## Requirement
Retype all of the data. Every line must match exactly.

## Exercise inputs
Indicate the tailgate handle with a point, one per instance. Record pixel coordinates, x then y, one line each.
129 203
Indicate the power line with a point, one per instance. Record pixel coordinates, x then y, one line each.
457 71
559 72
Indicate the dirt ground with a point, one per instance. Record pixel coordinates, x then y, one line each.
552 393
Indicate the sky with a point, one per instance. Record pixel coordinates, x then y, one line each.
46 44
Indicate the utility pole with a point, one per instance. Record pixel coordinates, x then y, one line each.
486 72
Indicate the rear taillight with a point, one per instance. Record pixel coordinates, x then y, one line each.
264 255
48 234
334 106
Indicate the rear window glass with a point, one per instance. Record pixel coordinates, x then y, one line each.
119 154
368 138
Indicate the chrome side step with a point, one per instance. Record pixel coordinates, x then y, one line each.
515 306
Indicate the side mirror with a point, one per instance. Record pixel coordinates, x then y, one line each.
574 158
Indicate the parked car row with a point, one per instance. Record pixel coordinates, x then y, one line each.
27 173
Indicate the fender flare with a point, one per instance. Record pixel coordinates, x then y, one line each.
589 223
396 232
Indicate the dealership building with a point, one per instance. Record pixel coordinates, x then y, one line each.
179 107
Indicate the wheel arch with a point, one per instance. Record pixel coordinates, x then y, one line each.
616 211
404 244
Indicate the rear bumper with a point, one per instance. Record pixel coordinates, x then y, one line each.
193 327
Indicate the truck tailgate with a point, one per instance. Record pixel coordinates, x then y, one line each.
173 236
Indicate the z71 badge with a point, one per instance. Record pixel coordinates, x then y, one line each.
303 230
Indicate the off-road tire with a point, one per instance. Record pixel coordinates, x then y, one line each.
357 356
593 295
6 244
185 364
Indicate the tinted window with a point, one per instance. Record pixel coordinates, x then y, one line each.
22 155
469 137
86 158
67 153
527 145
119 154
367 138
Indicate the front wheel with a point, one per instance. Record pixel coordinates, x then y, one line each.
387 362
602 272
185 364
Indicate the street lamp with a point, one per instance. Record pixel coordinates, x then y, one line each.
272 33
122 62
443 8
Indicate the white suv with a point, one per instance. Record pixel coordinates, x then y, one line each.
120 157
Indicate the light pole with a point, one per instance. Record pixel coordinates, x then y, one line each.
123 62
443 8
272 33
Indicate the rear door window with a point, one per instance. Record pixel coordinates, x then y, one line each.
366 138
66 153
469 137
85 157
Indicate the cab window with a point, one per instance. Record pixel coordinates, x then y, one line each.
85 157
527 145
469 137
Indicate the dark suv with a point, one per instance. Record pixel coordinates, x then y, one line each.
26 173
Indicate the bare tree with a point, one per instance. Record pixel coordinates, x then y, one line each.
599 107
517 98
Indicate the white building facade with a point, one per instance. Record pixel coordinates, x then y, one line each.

## Output below
Indicate the tailgate handle with a point, one per instance. Record pixel coordinates, x then y, one line each.
129 203
Indicate the power line with a point, one per instance. Record pixel coordinates, x then y, one line each.
457 71
559 72
Indicate the dirt ground with a point, one per instance. Record pixel coordinates, x then y, one line each.
552 393
Indicate the sky with a point, one per instance. Record pixel coordinates, x then y, one line each.
46 44
Indicate the utility pole with a point, one per instance. Record pixel coordinates, x then y, one line each.
486 72
Indicate the rear taillight with a point, one per instance. Record pixel coordinates, x then y, one line each.
264 255
48 234
334 106
Indicate the rear window glass with a point, one per instance. Record pixel coordinates, x then y, one line each.
119 154
368 138
Indicate the chrome side step with a point, one per instance. Record pixel coordinates, x then y, one line each.
515 306
Indicate the side mirror with a point, one per instance. Record pixel coordinates, x then y, one line each.
574 158
Indicate the parked car row with a point, one per instance. Record pixel coordinates, x then y, one line each.
27 173
Indicate the fender flare with a point, one per instance. Record pixel coordinates, x then y, one line each.
589 223
396 232
Indicate the dealership building with a point, one per instance. Record pixel coordinates, x then y, one line each.
179 107
Indicate the wheel arch with a point, one per instance. Record pixel coordinates, x then y, one line each.
616 211
404 244
Indicate the rear bumper with a point, one per instance. Record pixel coordinates, x then y, one line each.
193 327
Indicate the truck tailgate with a point, one per instance. Record pixel coordinates, x then y, one line each.
173 236
Indicate the z71 badge with a point, one per instance. Record pixel coordinates, x then y, one line each.
303 230
Indicate the off-road tire with a point, one per instance. Record pixel coordinates, x then y, one line each.
357 356
593 295
6 244
185 364
Indicate the tinted window with a point, one per instance. Record pixel coordinates, x then y, one line each.
22 155
469 137
86 158
67 153
527 145
119 154
367 138
Indicate the front wheel with a point, one per instance. Record pixel coordinates, x then y, one line each.
387 362
602 272
185 364
Indicate the street lamp with a point, one per instance. Record pixel coordinates, x then y, one line each.
272 33
122 62
443 8
Indicate the white suv with a point, one per instance. Record pixel coordinates, x then y, one line each.
120 157
Indicate the light pole with a point, one per instance. Record pixel coordinates, x then y, one line each.
123 62
443 8
272 33
Indicate the rear door window with a point, one per instance. Record pixel coordinates, x then y, one line each.
366 138
66 153
469 137
85 157
Indicate the cab window with a point, one per instance. Record pixel coordinates, x then y, one line each.
85 157
527 145
469 137
Indicate the dark suv with a point, one per instance. Record pixel coordinates, x then y, one line each.
26 173
Indicate the bare tree with a point, one per instance. Record pixel coordinates, x then y, one line each.
599 107
517 98
Indicate the white building facade with a point, one per instance. Record pixel coordinates, x then y, one line each.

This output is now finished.